Fox Chase Cancer Center Leads Efforts to Establish National Standards for Survivorship Care

Crystal S. Denlinger, MD

HOLLYWOOD, Fla. (March 18, 2012) — People are living longer with and after a cancer diagnosis, making survivorship clinics and programs—as well as official guidelines and practices governing the care of survivors—an important emerging component of modern cancer care. Many institutions are looking to gather these resources into an easily understandable plan for their survivors.

“Cancer survivors face a lot of unique and very specific challenges,” says Crystal S. Denlinger, MD - Assistant Professor, Gastrointestinal Oncology, a medical oncologist at Fox Chase Cancer Center who will present on best practices in cancer survivorship at the NCCN 17th Annual Conference: Clinical Practice Guidelines & Quality Cancer Care™ on March 18.  “In oncology medicine, there has been a much more concerted effort to address these needs in a systematic way.”

Denlinger has been leading efforts for the last five years to enhance survivorship care at Fox Chase—a founding member of the National Comprehensive Cancer Network (NCCN) and a national leader in the movement towards better survivorship care.  She spearheaded the development of the Center for Survivorship at Fox Chase, which collects in-house and by-referral resources to provide comprehensive survivorship care to the Center’s patient population.

--------

APPLY WHAT YOU READ |
(a) Write out the survivorship article from "Denlinger has been" to "Center’s patient population.".
(b) Do these statements agree with the survivorship article? (i) Denlinger is an Assistant Professor of Gastrointestinal Oncology. (ii) Denlinger has led survivorship efforts at Fox Chase for the last ten years. (iii) Fox Chase is a founding member of the NCCN. Answer yes or no for each, and quote the deciding words.
None of the lines that come next are needed.

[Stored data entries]
--------

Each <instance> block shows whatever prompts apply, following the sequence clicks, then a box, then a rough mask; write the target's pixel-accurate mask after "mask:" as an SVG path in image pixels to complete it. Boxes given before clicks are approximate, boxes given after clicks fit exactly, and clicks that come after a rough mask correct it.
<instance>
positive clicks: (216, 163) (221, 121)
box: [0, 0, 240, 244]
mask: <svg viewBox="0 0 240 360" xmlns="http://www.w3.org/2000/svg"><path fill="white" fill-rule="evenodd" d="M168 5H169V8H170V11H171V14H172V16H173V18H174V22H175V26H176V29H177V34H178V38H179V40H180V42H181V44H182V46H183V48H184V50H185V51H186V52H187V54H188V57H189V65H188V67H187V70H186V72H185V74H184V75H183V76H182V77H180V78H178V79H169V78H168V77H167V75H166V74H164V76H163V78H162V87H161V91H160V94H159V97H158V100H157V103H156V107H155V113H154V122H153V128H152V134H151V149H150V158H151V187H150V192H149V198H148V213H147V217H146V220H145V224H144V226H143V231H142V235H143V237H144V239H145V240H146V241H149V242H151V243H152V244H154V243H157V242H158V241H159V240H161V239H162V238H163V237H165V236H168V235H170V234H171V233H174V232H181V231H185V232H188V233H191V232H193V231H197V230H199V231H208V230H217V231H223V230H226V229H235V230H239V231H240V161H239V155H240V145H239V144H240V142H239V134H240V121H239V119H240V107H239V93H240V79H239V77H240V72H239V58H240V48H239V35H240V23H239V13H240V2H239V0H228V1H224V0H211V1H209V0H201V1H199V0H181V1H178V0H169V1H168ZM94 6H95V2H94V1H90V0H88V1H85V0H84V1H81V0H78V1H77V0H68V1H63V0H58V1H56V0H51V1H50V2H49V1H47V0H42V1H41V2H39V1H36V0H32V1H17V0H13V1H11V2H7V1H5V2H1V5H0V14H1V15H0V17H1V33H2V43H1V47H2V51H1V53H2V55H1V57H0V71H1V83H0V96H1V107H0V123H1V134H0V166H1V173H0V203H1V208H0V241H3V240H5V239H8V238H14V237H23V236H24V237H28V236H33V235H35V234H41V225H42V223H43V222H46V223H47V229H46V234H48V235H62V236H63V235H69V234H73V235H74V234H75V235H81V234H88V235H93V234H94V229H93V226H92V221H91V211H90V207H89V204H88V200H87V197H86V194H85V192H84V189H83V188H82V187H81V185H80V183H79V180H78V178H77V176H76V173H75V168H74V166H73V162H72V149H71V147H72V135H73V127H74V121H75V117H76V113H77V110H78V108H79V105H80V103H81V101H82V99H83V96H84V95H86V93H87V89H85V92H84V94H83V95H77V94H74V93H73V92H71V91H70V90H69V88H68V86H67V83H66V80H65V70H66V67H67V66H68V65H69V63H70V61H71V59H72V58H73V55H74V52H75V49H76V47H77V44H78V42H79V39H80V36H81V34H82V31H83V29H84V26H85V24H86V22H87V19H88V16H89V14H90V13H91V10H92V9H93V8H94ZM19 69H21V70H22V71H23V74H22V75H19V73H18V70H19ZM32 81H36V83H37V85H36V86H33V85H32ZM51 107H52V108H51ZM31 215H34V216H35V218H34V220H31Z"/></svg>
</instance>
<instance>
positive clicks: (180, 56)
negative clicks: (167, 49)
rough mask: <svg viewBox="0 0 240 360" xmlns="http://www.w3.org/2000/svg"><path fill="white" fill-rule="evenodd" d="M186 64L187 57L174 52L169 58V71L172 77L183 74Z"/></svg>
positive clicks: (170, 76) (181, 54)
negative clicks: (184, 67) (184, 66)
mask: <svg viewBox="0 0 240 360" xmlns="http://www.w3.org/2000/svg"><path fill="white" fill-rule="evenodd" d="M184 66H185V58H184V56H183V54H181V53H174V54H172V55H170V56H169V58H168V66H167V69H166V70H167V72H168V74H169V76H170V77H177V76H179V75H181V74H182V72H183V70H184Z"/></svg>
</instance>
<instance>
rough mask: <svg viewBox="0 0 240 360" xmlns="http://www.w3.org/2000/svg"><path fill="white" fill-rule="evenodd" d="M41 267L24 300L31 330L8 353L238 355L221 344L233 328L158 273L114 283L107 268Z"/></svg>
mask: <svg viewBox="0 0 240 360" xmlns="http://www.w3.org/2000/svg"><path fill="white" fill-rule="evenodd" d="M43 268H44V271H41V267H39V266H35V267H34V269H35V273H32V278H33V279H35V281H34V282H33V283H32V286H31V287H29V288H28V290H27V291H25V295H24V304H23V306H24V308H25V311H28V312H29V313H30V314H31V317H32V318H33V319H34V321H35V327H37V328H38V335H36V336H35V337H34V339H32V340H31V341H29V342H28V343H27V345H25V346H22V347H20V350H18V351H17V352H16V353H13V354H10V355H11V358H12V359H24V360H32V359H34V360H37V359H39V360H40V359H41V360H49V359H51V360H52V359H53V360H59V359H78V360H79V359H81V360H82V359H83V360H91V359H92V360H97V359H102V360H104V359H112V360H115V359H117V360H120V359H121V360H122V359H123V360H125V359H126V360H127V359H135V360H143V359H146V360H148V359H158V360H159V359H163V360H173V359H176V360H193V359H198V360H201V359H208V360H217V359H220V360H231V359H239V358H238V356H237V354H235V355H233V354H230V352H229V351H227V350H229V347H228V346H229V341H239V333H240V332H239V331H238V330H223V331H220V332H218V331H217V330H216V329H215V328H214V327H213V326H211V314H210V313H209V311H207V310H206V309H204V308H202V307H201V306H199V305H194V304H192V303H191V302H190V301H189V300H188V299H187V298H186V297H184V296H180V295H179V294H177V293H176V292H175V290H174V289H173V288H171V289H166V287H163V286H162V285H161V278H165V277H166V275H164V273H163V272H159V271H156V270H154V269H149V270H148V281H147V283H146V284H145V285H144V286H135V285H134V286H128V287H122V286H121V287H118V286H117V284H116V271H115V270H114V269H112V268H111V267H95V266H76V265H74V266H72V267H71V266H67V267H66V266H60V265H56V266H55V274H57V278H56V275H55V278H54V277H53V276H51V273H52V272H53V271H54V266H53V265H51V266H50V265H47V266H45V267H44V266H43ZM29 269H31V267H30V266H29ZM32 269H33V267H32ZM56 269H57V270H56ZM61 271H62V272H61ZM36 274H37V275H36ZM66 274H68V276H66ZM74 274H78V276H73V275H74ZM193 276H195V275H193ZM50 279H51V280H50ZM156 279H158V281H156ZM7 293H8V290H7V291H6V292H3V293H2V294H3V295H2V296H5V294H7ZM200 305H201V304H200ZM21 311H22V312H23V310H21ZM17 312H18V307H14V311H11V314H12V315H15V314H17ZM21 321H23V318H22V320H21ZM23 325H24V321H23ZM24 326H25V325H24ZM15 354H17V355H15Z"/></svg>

--------

SET OF ANSWERS |
(a)
Denlinger has been leading efforts for the last five years to enhance survivorship care at Fox Chase—a founding member of the National Comprehensive Cancer Network (NCCN) and a national leader in the movement towards better survivorship care.  She spearheaded the development of the Center for Survivorship at Fox Chase, which collects in-house and by-referral resources to provide comprehensive survivorship care to the Center’s patient population.

(b)
(i) Yes: "Crystal S. Denlinger, MD - Assistant Professor, Gastrointestinal Oncology"
(ii) No: "Denlinger has been leading efforts for the last five years to enhance survivorship care at Fox Chase"
(iii) Yes: "a founding member of the National Comprehensive Cancer Network (NCCN)"